Collect every line of the records below that contains the word "before", copying each such line in full.

# [Records to process]

··········

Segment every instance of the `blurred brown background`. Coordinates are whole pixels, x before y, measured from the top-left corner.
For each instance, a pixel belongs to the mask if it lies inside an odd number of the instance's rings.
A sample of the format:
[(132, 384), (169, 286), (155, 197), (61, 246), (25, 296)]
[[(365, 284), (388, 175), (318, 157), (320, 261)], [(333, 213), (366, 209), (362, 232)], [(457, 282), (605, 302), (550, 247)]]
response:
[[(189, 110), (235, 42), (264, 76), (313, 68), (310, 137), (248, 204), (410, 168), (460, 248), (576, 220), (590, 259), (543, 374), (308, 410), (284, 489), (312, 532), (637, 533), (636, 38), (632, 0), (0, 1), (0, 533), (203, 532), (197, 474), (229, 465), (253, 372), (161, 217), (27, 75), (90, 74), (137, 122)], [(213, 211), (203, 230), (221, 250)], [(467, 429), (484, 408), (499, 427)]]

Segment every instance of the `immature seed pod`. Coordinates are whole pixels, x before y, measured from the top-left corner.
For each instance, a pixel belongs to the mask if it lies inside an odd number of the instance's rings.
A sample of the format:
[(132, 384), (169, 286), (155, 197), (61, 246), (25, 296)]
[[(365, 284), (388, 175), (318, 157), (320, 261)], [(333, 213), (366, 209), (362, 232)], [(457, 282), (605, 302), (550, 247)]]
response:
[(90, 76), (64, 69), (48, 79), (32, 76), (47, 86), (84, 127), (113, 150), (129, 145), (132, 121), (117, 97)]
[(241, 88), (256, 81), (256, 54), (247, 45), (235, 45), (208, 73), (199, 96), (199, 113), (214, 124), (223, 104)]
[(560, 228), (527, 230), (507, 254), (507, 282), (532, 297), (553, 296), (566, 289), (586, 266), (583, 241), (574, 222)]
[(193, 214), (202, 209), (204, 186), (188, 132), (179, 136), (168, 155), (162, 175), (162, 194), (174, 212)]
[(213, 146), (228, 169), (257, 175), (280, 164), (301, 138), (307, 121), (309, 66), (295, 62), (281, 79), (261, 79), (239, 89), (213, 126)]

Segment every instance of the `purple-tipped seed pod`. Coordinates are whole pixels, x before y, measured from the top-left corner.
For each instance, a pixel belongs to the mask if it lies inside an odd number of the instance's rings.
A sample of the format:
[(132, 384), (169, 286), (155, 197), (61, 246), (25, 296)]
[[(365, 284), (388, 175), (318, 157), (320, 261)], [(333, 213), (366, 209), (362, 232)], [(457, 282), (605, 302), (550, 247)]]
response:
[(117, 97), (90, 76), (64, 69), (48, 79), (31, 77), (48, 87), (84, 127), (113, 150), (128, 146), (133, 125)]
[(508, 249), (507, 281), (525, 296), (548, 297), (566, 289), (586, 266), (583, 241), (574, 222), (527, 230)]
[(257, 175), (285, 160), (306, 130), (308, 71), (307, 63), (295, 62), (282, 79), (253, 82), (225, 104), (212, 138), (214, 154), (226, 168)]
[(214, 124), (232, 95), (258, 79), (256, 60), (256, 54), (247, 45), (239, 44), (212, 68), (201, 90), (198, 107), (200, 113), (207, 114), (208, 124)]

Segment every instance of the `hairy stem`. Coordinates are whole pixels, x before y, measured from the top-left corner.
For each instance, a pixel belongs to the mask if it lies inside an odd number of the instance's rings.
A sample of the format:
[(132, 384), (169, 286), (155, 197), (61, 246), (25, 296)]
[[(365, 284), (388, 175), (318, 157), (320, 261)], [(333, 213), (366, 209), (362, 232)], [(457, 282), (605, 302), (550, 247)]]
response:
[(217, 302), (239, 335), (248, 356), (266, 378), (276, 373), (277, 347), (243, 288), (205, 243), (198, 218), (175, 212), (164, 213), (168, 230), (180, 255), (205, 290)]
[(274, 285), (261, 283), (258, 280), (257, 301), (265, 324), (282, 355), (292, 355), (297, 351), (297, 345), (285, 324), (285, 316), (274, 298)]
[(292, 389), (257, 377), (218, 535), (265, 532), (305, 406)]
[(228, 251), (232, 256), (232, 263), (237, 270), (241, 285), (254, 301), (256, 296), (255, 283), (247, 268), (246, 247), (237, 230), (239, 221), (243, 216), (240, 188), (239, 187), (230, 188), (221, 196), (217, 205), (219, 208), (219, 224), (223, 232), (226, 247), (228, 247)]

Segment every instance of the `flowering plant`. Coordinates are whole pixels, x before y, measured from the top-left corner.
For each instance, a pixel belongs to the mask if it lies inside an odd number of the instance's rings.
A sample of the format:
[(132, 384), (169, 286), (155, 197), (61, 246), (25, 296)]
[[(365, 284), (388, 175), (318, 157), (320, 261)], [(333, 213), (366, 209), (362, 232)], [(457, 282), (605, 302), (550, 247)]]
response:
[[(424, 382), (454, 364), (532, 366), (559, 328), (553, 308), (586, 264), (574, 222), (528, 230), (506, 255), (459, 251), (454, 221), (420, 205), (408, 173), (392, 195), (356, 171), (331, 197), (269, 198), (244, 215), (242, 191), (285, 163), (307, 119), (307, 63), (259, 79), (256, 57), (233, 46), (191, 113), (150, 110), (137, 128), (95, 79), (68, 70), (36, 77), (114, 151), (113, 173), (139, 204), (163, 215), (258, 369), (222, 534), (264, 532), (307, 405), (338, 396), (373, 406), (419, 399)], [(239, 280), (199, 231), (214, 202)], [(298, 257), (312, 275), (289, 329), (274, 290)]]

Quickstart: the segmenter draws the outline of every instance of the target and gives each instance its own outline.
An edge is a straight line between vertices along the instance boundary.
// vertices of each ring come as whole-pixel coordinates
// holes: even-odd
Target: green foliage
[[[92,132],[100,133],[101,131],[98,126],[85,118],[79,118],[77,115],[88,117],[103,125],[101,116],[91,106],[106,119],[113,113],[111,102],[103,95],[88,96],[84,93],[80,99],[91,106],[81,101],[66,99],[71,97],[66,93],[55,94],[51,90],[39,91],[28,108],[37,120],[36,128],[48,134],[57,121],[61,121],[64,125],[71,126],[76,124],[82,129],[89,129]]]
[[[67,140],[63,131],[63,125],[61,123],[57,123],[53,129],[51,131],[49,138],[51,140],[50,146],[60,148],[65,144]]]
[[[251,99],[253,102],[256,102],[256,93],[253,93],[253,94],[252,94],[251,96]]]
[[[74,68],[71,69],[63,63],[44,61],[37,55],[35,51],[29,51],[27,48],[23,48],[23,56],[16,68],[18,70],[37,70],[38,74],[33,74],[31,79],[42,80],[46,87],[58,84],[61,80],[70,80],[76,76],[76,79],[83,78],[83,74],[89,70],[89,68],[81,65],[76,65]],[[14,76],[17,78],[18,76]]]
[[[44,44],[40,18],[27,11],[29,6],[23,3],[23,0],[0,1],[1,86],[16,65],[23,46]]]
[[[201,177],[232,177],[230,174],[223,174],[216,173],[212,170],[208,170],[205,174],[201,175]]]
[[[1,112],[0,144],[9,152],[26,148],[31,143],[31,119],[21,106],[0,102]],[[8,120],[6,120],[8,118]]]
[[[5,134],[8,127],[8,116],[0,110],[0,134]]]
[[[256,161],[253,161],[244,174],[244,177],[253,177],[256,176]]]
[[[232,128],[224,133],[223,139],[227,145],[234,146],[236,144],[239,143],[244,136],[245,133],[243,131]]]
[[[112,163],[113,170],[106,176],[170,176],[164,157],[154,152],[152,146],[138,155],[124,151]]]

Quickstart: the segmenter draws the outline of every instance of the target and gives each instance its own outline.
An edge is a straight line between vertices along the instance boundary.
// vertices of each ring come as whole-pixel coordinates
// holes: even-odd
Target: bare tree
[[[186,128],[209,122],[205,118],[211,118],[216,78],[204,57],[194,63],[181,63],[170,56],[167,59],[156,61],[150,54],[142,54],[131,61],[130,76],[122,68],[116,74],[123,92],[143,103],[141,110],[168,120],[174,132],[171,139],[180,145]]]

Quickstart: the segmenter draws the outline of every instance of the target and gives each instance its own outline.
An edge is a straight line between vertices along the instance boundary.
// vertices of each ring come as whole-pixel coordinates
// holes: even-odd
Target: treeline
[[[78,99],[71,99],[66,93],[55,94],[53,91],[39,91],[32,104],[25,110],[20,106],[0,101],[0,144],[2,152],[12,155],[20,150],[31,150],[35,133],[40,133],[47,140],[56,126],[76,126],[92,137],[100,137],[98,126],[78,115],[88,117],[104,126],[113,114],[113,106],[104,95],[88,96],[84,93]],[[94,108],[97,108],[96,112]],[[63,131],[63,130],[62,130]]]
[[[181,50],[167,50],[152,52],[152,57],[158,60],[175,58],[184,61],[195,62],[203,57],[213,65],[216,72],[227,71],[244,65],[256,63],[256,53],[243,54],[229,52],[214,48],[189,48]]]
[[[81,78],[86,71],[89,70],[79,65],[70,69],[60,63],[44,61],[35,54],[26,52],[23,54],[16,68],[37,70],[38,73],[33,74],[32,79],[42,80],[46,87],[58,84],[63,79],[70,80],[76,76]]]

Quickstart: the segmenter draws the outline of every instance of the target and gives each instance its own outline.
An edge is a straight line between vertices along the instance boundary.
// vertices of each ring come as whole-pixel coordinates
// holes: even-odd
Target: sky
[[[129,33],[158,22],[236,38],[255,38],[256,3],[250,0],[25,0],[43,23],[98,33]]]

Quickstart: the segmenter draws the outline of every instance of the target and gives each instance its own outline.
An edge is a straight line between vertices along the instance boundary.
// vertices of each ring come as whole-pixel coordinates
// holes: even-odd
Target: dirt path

··········

# [Task answer]
Segment every instance of the `blurred brown background`. Coordinates are whole pixels, x before y, measured from the top-left corner.
Segment every instance of the `immature seed pod`. Coordinates are whole pixels, x before y, measured from the top-left corner.
Segment every instance of the `purple-tipped seed pod`. Coordinates are whole pixels, x before y, measured from the top-left corner.
Segment every instance of the `hairy stem`. Coordinates are whole pixels, x before y, measured from the top-left corner.
Segment every instance of the `flowering plant`. Coordinates are whole pixels, x before y, measured from the top-left corner.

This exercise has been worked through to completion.